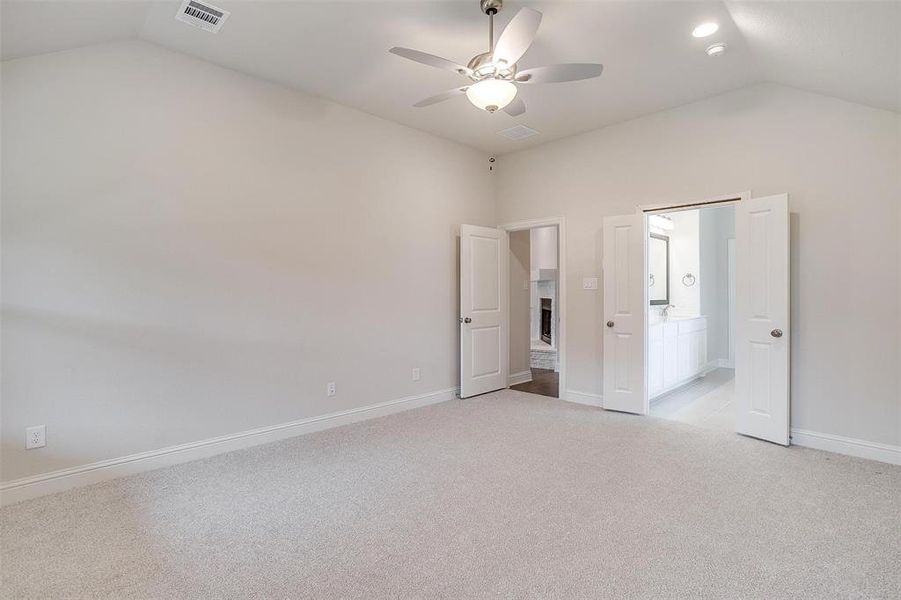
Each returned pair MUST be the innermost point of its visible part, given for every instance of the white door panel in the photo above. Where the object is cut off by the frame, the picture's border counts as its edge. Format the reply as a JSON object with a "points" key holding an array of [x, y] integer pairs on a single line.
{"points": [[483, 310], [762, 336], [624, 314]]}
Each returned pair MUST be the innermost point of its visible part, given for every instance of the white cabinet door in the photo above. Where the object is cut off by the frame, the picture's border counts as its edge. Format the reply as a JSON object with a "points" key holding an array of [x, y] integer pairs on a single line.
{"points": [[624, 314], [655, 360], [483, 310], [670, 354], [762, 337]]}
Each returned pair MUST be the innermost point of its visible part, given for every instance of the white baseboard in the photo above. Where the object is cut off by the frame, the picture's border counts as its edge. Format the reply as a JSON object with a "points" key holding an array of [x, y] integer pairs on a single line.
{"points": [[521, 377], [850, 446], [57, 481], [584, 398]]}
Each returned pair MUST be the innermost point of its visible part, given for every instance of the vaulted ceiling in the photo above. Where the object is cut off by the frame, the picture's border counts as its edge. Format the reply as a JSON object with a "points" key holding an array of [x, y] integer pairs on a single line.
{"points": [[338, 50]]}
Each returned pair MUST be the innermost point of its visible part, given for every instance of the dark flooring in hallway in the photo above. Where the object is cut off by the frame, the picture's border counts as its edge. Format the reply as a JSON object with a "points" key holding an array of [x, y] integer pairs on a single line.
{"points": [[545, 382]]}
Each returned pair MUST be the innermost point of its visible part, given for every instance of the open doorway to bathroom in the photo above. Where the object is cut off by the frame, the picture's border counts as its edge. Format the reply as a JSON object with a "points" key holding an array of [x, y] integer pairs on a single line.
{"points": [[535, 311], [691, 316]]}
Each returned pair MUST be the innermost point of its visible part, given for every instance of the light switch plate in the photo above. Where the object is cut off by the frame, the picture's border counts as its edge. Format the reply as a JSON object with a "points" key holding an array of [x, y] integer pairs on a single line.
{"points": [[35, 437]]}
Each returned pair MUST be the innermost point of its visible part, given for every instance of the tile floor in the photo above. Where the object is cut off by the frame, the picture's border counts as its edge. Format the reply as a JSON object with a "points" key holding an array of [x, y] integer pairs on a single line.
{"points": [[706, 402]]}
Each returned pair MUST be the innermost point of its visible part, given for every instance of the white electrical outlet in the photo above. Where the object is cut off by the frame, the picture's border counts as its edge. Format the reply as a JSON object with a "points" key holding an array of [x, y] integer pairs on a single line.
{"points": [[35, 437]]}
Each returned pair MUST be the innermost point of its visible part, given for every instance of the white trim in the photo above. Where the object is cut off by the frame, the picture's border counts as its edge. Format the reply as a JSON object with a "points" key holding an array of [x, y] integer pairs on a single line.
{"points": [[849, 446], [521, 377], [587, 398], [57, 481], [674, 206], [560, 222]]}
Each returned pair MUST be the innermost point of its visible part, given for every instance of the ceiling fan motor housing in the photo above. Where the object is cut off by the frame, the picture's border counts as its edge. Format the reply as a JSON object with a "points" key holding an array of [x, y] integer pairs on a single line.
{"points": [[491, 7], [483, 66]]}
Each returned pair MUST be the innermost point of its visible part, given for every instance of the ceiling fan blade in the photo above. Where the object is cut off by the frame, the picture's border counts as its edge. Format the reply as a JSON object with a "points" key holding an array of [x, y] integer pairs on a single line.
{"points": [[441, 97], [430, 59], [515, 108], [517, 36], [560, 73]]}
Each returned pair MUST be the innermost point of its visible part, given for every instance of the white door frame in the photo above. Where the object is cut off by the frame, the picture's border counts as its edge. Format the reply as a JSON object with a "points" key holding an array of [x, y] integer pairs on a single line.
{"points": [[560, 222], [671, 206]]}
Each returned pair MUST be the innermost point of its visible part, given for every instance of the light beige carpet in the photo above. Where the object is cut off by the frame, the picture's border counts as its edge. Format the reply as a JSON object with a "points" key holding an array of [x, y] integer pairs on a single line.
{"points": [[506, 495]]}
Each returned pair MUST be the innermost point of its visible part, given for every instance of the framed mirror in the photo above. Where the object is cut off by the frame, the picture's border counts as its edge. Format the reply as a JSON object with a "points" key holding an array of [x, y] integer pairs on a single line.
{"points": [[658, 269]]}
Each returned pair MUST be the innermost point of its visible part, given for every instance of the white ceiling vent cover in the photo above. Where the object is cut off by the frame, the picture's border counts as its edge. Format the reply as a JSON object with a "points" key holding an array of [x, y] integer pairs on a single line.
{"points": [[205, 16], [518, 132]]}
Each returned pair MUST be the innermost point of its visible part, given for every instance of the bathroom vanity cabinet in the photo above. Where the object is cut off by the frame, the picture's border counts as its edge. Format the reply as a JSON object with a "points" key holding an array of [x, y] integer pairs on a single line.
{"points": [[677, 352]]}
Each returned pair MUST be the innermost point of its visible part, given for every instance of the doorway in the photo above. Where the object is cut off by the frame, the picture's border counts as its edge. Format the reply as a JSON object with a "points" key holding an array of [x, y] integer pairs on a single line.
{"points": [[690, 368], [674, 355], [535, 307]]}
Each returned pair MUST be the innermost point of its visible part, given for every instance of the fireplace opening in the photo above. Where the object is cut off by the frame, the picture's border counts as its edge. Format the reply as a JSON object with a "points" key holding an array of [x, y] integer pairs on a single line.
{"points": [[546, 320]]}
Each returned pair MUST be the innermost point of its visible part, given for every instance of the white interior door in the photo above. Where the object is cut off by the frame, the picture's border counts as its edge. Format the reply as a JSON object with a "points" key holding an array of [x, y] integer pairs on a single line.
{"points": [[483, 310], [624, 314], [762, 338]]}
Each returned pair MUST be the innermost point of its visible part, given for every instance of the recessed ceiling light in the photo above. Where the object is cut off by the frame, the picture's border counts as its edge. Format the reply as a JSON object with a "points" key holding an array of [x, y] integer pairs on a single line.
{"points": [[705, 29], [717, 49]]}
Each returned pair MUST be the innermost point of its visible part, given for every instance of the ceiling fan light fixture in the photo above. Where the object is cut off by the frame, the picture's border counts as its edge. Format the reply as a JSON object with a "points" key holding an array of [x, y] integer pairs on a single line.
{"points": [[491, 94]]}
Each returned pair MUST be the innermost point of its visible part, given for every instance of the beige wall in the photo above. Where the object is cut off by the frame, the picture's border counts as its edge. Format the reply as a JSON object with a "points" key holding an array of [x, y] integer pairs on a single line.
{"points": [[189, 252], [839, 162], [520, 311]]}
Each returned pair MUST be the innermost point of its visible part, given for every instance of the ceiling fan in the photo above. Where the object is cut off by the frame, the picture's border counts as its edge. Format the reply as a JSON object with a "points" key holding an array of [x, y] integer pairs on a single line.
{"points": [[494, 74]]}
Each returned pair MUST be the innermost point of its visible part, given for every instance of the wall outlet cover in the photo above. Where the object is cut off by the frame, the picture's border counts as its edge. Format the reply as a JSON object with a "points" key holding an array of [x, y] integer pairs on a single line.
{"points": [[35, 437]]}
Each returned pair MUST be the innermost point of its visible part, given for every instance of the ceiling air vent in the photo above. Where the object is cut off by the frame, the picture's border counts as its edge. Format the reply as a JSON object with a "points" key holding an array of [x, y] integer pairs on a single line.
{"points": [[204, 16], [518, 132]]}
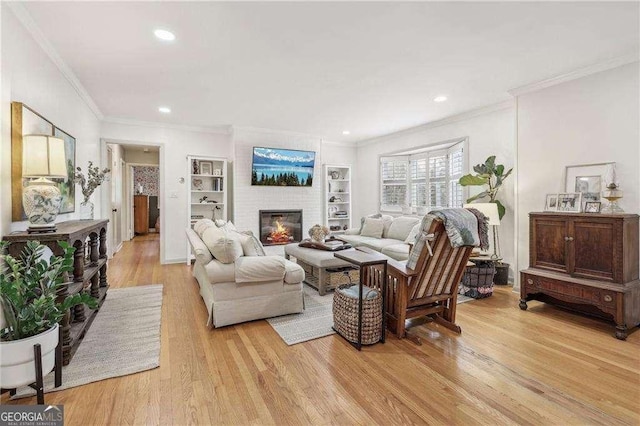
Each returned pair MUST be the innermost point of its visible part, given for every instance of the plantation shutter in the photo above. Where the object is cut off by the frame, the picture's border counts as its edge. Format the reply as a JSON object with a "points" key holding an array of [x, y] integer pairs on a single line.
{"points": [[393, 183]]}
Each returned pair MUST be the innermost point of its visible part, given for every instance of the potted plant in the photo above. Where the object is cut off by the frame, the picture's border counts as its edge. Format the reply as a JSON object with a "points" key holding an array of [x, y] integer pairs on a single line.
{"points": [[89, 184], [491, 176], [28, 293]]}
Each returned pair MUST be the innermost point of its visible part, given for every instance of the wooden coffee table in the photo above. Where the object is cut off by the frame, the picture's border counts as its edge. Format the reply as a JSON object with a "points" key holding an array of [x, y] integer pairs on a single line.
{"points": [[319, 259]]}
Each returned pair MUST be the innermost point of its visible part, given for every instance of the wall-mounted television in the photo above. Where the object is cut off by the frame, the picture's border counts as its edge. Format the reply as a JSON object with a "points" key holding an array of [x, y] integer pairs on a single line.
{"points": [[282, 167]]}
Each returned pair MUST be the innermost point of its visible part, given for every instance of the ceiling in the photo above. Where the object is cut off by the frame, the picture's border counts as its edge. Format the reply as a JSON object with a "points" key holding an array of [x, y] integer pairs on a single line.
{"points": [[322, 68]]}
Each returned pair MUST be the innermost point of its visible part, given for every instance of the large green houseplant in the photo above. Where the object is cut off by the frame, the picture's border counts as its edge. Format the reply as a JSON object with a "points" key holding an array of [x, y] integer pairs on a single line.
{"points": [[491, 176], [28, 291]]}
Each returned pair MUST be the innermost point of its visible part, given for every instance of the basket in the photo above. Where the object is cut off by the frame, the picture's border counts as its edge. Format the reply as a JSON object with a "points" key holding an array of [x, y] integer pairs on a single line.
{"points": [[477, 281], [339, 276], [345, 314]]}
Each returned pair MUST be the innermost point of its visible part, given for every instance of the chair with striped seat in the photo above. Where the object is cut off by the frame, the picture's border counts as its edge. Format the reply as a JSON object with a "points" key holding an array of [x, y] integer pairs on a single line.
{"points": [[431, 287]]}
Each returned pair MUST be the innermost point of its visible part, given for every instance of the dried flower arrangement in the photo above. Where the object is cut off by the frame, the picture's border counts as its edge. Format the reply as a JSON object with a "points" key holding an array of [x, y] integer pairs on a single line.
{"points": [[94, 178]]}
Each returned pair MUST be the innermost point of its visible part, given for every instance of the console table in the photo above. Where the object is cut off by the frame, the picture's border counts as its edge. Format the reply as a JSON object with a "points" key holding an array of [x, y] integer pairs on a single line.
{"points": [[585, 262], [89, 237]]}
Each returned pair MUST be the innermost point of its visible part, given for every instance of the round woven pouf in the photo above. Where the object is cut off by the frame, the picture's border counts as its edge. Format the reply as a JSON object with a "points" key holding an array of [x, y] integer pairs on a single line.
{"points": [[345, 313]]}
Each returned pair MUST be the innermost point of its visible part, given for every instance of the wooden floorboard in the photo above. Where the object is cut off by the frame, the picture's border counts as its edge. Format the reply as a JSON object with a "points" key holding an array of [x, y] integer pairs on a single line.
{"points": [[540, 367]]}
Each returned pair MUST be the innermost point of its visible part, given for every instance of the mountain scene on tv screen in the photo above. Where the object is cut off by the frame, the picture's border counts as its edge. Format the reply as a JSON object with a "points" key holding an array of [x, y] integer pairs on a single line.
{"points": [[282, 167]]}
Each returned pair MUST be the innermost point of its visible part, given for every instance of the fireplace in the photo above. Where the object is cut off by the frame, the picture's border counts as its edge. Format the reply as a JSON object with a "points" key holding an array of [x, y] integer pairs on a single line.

◆ **Problem requirements**
Print again the material above, limited to the lines from the one holding "of the mountain" through the last, inclusive.

◆ **Result**
Each returned pair MUST be the innermost point of its visible part, given for every instance of the mountain scene on tv screen in the photo above. Where the object is cut off by the frame, the picture's border counts as its edge. Format the reply as a JSON object with a "points" key holding an array of [x, y] integer pairs on a single line.
{"points": [[282, 167]]}
Each returned pair MUST be the innermost point of its visible part, given for every instance of the fireplace in the photo above. Where the object is cut off by the frame, the picture's border counts as its edge. Format the reply as a JSON object with a "points" key holding an array of [x, y] integer pairs on a single line.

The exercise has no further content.